» **Exercise description**
Report every line below that carries the word "person".

» **Collected data**
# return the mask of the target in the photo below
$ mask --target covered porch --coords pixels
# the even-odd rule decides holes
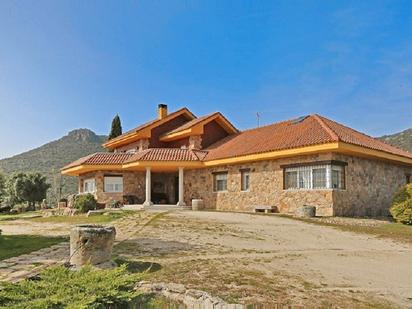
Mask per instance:
[[[205,153],[180,148],[150,148],[137,153],[97,153],[62,169],[79,177],[79,193],[112,202],[184,207],[185,170],[202,168]]]
[[[79,194],[91,193],[100,204],[185,206],[184,167],[99,170],[79,175]]]
[[[184,167],[164,171],[145,168],[145,207],[152,205],[186,206],[184,201]]]

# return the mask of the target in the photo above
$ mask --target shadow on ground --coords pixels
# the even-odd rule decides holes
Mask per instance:
[[[127,271],[134,274],[143,272],[153,273],[162,269],[162,265],[160,265],[159,263],[131,261],[120,257],[114,259],[114,262],[119,266],[126,264]]]
[[[114,248],[115,254],[126,256],[164,256],[193,250],[195,246],[179,241],[167,241],[157,238],[137,238],[119,243]]]

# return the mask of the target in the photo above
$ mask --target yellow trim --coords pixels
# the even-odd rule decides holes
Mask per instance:
[[[188,137],[188,136],[202,135],[204,132],[203,129],[204,129],[205,124],[213,120],[216,120],[219,123],[219,125],[223,129],[225,129],[228,133],[233,134],[233,133],[238,132],[237,129],[228,120],[226,120],[220,113],[218,113],[216,115],[203,119],[202,121],[200,121],[199,123],[196,123],[191,128],[163,135],[162,137],[160,137],[160,140],[162,142],[170,142],[170,141],[178,140],[178,139]]]
[[[240,164],[247,162],[274,160],[284,157],[302,156],[314,153],[336,152],[342,154],[356,155],[359,157],[375,158],[388,160],[402,164],[412,165],[412,158],[407,158],[380,150],[373,150],[362,146],[352,145],[343,142],[335,142],[293,149],[270,151],[258,154],[250,154],[239,157],[226,159],[217,159],[210,161],[137,161],[123,165],[79,165],[62,170],[63,175],[78,176],[91,171],[99,170],[143,170],[146,167],[152,167],[155,170],[175,170],[179,167],[197,169],[209,166],[218,166],[226,164]]]
[[[211,161],[205,161],[205,166],[216,166],[224,164],[237,164],[246,163],[252,161],[273,160],[283,157],[300,156],[319,152],[336,151],[338,149],[338,143],[328,143],[315,146],[307,146],[293,149],[276,150],[270,152],[263,152],[258,154],[250,154],[239,157],[232,157],[227,159],[217,159]]]
[[[107,170],[121,170],[123,166],[117,165],[90,165],[82,164],[74,167],[70,167],[61,171],[63,175],[78,176],[80,174],[92,172],[92,171],[107,171]]]
[[[362,157],[373,157],[383,160],[412,164],[412,158],[407,158],[400,155],[391,154],[385,151],[369,149],[344,142],[339,142],[339,153],[354,154]]]
[[[147,127],[137,131],[137,132],[129,132],[125,133],[124,135],[119,136],[118,138],[112,139],[110,141],[105,142],[102,146],[107,148],[107,149],[114,149],[116,147],[120,147],[123,145],[127,145],[129,143],[138,141],[139,139],[142,138],[150,138],[152,136],[152,129],[155,127],[158,127],[162,124],[164,124],[167,121],[170,121],[176,117],[179,117],[181,115],[187,115],[190,118],[194,119],[195,116],[187,109],[184,108],[179,112],[171,113],[167,115],[165,118],[158,119],[152,124],[149,124]]]
[[[165,136],[162,136],[162,137],[160,138],[160,140],[161,140],[162,142],[174,141],[174,140],[177,140],[177,139],[184,138],[184,137],[186,137],[186,136],[194,135],[192,132],[193,132],[192,129],[186,129],[186,130],[183,130],[183,131],[174,132],[174,133],[171,133],[171,134],[167,134],[167,135],[165,135]]]

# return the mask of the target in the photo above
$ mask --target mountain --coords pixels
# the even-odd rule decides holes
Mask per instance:
[[[105,151],[101,144],[106,139],[106,136],[96,135],[88,129],[73,130],[56,141],[0,160],[0,171],[6,175],[14,172],[40,172],[46,175],[52,186],[47,199],[56,202],[60,186],[62,196],[77,192],[76,177],[61,176],[60,168],[80,157]]]
[[[412,153],[412,128],[392,135],[379,137],[387,144],[401,148]]]

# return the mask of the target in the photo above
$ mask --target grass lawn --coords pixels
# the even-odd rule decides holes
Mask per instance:
[[[390,238],[401,242],[412,243],[412,225],[390,222],[372,226],[365,226],[356,224],[323,222],[318,219],[305,219],[290,216],[287,217],[293,220],[303,221],[307,223],[331,226],[347,232],[375,235],[377,237]]]
[[[0,221],[12,221],[18,219],[31,219],[40,216],[38,211],[22,212],[18,214],[0,214]]]
[[[135,211],[118,211],[113,212],[107,215],[94,215],[87,217],[85,214],[83,215],[75,215],[75,216],[51,216],[51,217],[37,217],[32,218],[34,222],[42,222],[42,223],[69,223],[69,224],[87,224],[87,223],[108,223],[114,220],[127,217],[131,214],[135,214]]]
[[[34,235],[0,235],[0,260],[55,245],[64,238]]]
[[[0,221],[11,221],[11,220],[30,220],[33,222],[41,223],[69,223],[69,224],[88,224],[88,223],[108,223],[114,220],[135,214],[135,211],[123,210],[109,213],[107,215],[94,215],[87,217],[86,214],[80,214],[75,216],[50,216],[50,217],[39,217],[40,212],[26,212],[15,215],[0,215]]]

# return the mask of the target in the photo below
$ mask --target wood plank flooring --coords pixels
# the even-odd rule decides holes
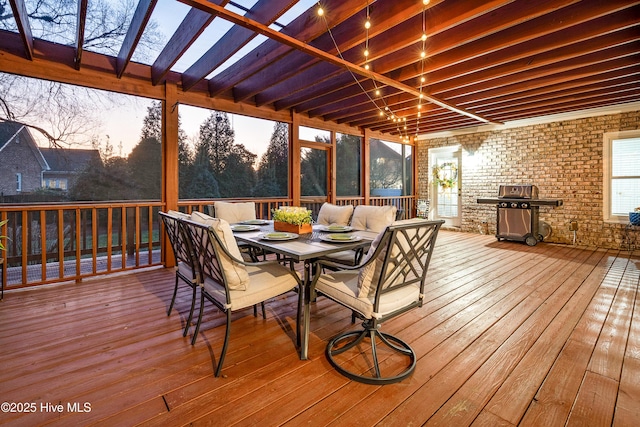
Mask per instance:
[[[312,307],[310,360],[296,352],[292,295],[270,301],[266,320],[234,314],[214,378],[224,317],[208,306],[191,346],[188,288],[166,315],[171,269],[6,293],[0,403],[13,405],[0,423],[640,425],[640,252],[442,231],[429,277],[426,304],[383,325],[419,355],[387,386],[329,365],[327,341],[358,325],[325,298]]]

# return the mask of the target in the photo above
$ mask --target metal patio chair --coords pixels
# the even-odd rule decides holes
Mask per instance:
[[[409,344],[382,332],[382,323],[422,306],[427,269],[436,236],[444,221],[409,219],[396,221],[374,240],[361,264],[348,266],[326,260],[316,264],[310,295],[314,292],[349,308],[363,320],[361,331],[349,331],[334,337],[326,347],[326,356],[342,375],[368,384],[389,384],[409,376],[416,366],[416,354]],[[324,268],[328,267],[328,268]],[[363,344],[369,341],[370,347]],[[381,372],[378,345],[399,354],[402,369]],[[364,348],[366,347],[366,348]],[[346,353],[352,350],[350,353]],[[363,355],[369,366],[363,372],[347,369],[348,360],[339,355]],[[395,356],[394,356],[395,357]],[[358,366],[357,364],[355,366]]]
[[[185,236],[185,231],[180,223],[181,218],[189,218],[189,215],[176,211],[159,212],[158,215],[160,216],[164,224],[165,232],[167,233],[167,237],[169,238],[169,242],[175,256],[174,268],[176,272],[176,283],[173,288],[173,296],[171,297],[171,303],[169,304],[169,309],[167,310],[167,316],[170,316],[171,310],[173,310],[173,305],[175,304],[176,296],[178,294],[178,285],[181,280],[189,285],[189,287],[193,291],[189,317],[182,334],[183,336],[187,336],[189,325],[191,324],[191,319],[193,318],[193,310],[196,303],[196,290],[198,288],[196,278],[197,267],[195,265],[193,257],[189,253],[187,237]]]
[[[198,260],[198,277],[201,279],[198,283],[200,312],[191,344],[195,344],[200,331],[205,300],[218,307],[227,317],[215,376],[220,375],[227,352],[233,311],[255,306],[289,291],[297,291],[296,341],[299,344],[302,281],[293,268],[287,268],[277,261],[245,261],[229,224],[224,220],[210,218],[204,222],[182,220],[182,223]]]

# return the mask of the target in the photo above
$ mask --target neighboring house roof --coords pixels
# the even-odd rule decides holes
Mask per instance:
[[[16,122],[0,122],[0,151],[20,132],[24,125]]]
[[[370,150],[372,158],[385,158],[395,160],[400,160],[402,158],[402,154],[398,153],[393,148],[389,147],[387,144],[377,138],[371,138]]]
[[[99,156],[98,150],[40,148],[40,151],[47,162],[47,172],[81,172]]]
[[[23,138],[22,141],[25,141],[28,144],[36,160],[40,163],[40,167],[43,170],[46,170],[47,161],[44,159],[44,156],[42,155],[38,144],[36,144],[36,141],[33,139],[31,132],[29,132],[29,128],[22,123],[11,121],[0,122],[0,153],[8,147],[11,142],[16,141],[16,138],[20,138],[21,135]],[[18,142],[19,141],[20,140],[18,140]]]

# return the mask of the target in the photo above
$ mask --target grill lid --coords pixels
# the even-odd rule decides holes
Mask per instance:
[[[538,187],[535,185],[501,185],[498,190],[498,197],[509,199],[537,199]]]

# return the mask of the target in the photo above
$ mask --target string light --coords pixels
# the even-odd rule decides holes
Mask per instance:
[[[318,16],[324,16],[324,9],[320,5],[318,5]]]

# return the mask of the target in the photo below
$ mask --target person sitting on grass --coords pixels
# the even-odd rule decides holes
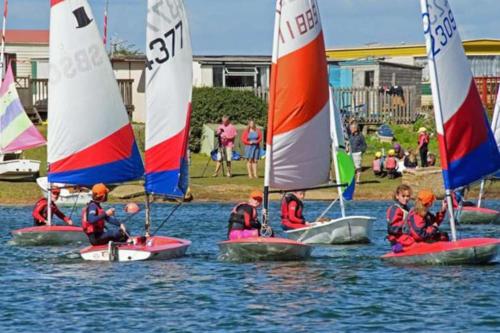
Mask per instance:
[[[281,199],[281,226],[283,230],[293,230],[306,227],[309,223],[303,215],[305,192],[290,192]]]
[[[408,155],[405,156],[404,159],[404,166],[408,171],[415,170],[418,167],[417,154],[415,153],[415,150],[410,149],[408,151]]]
[[[248,202],[237,204],[229,216],[227,236],[230,240],[258,237],[261,224],[257,208],[262,204],[264,195],[261,191],[250,193]]]
[[[396,159],[394,149],[390,149],[385,160],[385,170],[389,179],[396,178],[398,173],[398,160]]]
[[[441,210],[436,214],[430,212],[436,196],[430,190],[421,190],[417,194],[415,207],[408,215],[408,232],[415,242],[448,241],[446,232],[441,232],[439,226],[446,216],[447,204],[443,200]]]
[[[82,228],[92,245],[105,245],[108,242],[125,242],[128,239],[125,225],[115,217],[115,209],[104,210],[101,203],[108,201],[108,188],[104,184],[95,184],[92,187],[92,200],[82,210]],[[119,229],[106,230],[106,223],[113,224]]]
[[[51,199],[50,202],[51,219],[55,214],[58,218],[63,220],[64,223],[66,223],[67,225],[73,225],[73,221],[69,217],[64,215],[64,213],[61,212],[59,207],[57,207],[56,205],[56,201],[57,199],[59,199],[61,189],[58,187],[52,187],[49,192]],[[31,213],[31,215],[33,216],[33,225],[37,227],[48,225],[48,215],[49,215],[48,208],[49,208],[49,201],[47,200],[47,198],[43,197],[36,202],[35,207],[33,208],[33,212]]]
[[[373,174],[376,177],[385,176],[384,163],[382,162],[382,153],[379,151],[375,153],[375,158],[372,161],[372,169],[373,169]]]

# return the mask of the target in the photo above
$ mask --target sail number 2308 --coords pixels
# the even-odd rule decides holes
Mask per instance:
[[[180,36],[178,35],[180,34]],[[177,36],[176,36],[177,35]],[[179,21],[175,27],[163,34],[163,36],[153,39],[148,47],[156,53],[156,57],[146,60],[146,67],[153,69],[154,64],[163,64],[175,57],[176,40],[179,41],[180,49],[183,48],[182,21]]]
[[[455,35],[457,23],[455,22],[451,9],[448,12],[442,10],[439,17],[434,15],[432,19],[429,16],[429,13],[424,13],[423,20],[424,33],[430,34],[432,56],[436,57],[436,55],[438,55],[439,52],[441,52],[441,50],[448,45],[448,42],[451,41]]]

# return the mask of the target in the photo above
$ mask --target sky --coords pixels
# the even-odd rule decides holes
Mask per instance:
[[[105,0],[88,2],[102,31]],[[195,55],[271,54],[275,0],[184,2]],[[462,39],[500,39],[500,0],[449,2]],[[10,0],[7,29],[48,29],[49,3],[50,0]],[[318,0],[326,47],[424,43],[419,3],[419,0]],[[145,22],[146,0],[109,0],[108,38],[143,51]]]

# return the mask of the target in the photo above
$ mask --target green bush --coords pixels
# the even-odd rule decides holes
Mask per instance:
[[[265,126],[267,121],[267,103],[252,91],[194,88],[192,110],[189,148],[193,152],[200,151],[203,124],[220,123],[223,115],[230,116],[234,124],[254,119],[257,125]]]

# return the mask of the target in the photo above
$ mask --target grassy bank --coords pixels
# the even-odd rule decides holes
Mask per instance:
[[[415,148],[417,135],[416,129],[419,126],[432,127],[425,122],[419,122],[413,126],[393,126],[396,140],[405,149]],[[40,128],[45,135],[45,127]],[[141,129],[137,131],[142,132]],[[142,133],[141,133],[142,134]],[[142,135],[138,135],[138,138]],[[142,140],[138,140],[141,145]],[[364,171],[361,176],[362,183],[357,186],[355,199],[356,200],[390,200],[394,189],[401,184],[401,178],[388,179],[376,178],[371,169],[371,160],[376,151],[384,148],[386,151],[390,149],[391,144],[381,143],[373,133],[367,135],[368,151],[365,154],[363,165]],[[437,152],[437,142],[431,140],[430,151]],[[24,153],[25,158],[36,159],[42,161],[41,174],[46,174],[46,147],[32,149]],[[208,163],[208,165],[207,165]],[[206,167],[206,170],[205,170]],[[259,179],[249,179],[246,172],[245,161],[233,162],[233,177],[211,177],[214,172],[215,162],[208,159],[205,155],[192,154],[190,176],[191,176],[191,191],[196,201],[230,201],[235,202],[246,199],[248,193],[253,189],[260,189],[263,186],[264,160],[259,162]],[[204,172],[205,171],[205,172]],[[311,170],[314,172],[314,170]],[[134,182],[140,185],[140,182]],[[140,186],[136,187],[140,190]],[[470,197],[472,198],[477,193],[477,187],[473,188]],[[0,204],[32,204],[41,195],[40,189],[36,183],[10,183],[0,182]],[[337,196],[336,189],[310,191],[307,194],[308,199],[330,200]],[[275,195],[272,199],[277,199]],[[486,198],[500,198],[500,184],[489,185],[487,188]],[[129,201],[130,199],[120,200],[112,198],[113,201]],[[133,200],[140,201],[141,197]]]

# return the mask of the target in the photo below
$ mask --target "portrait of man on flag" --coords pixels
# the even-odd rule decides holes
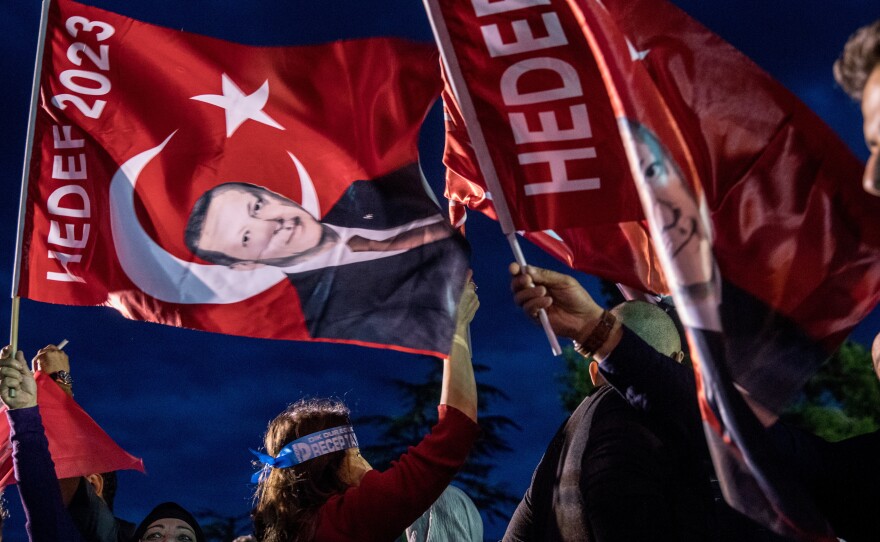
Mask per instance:
[[[268,188],[223,183],[196,201],[185,242],[233,271],[283,271],[312,337],[386,342],[418,317],[412,299],[438,315],[448,310],[449,292],[437,286],[467,268],[463,240],[425,197],[420,176],[411,165],[355,181],[320,217]]]
[[[257,47],[66,0],[47,33],[18,295],[448,353],[467,248],[418,165],[434,46]]]

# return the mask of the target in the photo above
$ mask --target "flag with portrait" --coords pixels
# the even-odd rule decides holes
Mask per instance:
[[[503,199],[517,229],[572,267],[672,294],[725,496],[778,532],[828,539],[740,392],[757,411],[780,412],[880,299],[880,206],[861,195],[858,160],[790,92],[668,2],[431,4],[449,45],[450,198],[490,216]],[[516,101],[522,94],[536,99]],[[467,121],[466,106],[476,111]],[[497,155],[502,193],[484,179],[471,122]],[[594,152],[545,164],[544,186],[559,201],[544,206],[519,169],[533,163],[524,155],[551,156],[549,145]],[[577,201],[565,183],[583,178],[579,168],[595,172],[592,195],[597,184],[614,190]],[[610,212],[629,189],[640,203]]]
[[[248,46],[53,2],[16,294],[445,354],[467,268],[418,166],[436,49]]]

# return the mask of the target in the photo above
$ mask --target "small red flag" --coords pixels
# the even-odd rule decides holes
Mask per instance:
[[[144,472],[143,460],[113,442],[98,423],[48,375],[37,371],[34,377],[40,416],[43,418],[57,478],[75,478],[117,470]],[[6,410],[6,405],[0,407],[0,442],[6,443],[0,453],[0,487],[15,483]]]

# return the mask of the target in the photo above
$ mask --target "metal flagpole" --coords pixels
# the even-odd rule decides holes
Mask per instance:
[[[516,238],[516,228],[513,225],[513,218],[510,216],[510,209],[508,209],[507,201],[504,199],[504,191],[501,188],[501,182],[498,180],[498,173],[495,171],[495,164],[492,163],[492,157],[489,154],[489,146],[486,143],[483,131],[480,129],[476,110],[471,101],[471,95],[468,92],[467,86],[463,82],[461,68],[458,64],[458,58],[455,56],[452,41],[449,38],[449,30],[446,28],[446,22],[443,20],[443,13],[436,0],[423,0],[423,2],[425,5],[425,11],[428,13],[428,19],[431,22],[431,28],[434,31],[434,38],[437,40],[437,46],[440,49],[440,57],[443,59],[443,65],[446,68],[446,73],[449,76],[449,81],[452,85],[452,92],[455,94],[459,106],[461,106],[461,113],[464,117],[465,126],[470,135],[471,143],[474,146],[477,163],[480,166],[480,171],[483,173],[483,178],[486,180],[490,192],[494,196],[492,198],[492,205],[495,207],[495,214],[498,215],[498,223],[501,224],[501,231],[503,231],[505,237],[507,237],[507,242],[510,244],[516,263],[525,270],[527,265],[526,259],[523,255],[522,248],[519,246],[519,241]],[[562,348],[559,346],[556,334],[553,332],[553,328],[550,327],[550,320],[547,318],[547,311],[541,309],[538,312],[538,317],[541,320],[541,326],[544,328],[544,332],[547,334],[547,340],[550,341],[550,348],[553,350],[553,355],[558,356],[562,354]]]
[[[31,173],[31,156],[34,147],[34,128],[37,119],[38,100],[40,97],[40,75],[43,71],[43,52],[46,49],[46,27],[49,24],[49,5],[51,0],[43,0],[43,10],[40,14],[40,31],[37,35],[37,58],[34,61],[34,80],[31,86],[31,105],[28,115],[27,140],[24,148],[24,166],[21,173],[21,196],[18,206],[18,234],[15,241],[15,265],[12,268],[12,315],[9,324],[9,344],[12,356],[18,350],[18,311],[19,297],[18,285],[21,280],[21,252],[24,242],[24,219],[27,206],[28,178]],[[15,396],[15,390],[9,390],[11,397]]]

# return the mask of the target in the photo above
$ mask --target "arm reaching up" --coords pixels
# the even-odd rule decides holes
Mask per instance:
[[[470,280],[469,274],[458,302],[452,348],[449,357],[443,360],[443,384],[440,389],[441,405],[455,407],[473,421],[477,421],[477,383],[471,364],[468,326],[479,306],[477,286]]]

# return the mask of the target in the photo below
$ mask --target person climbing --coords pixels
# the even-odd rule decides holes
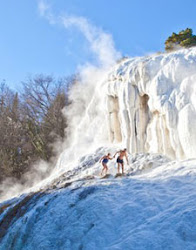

» **Exercise solution**
$ mask --target person sitting on grass --coords pixels
$ mask --target person climbing --coords pixels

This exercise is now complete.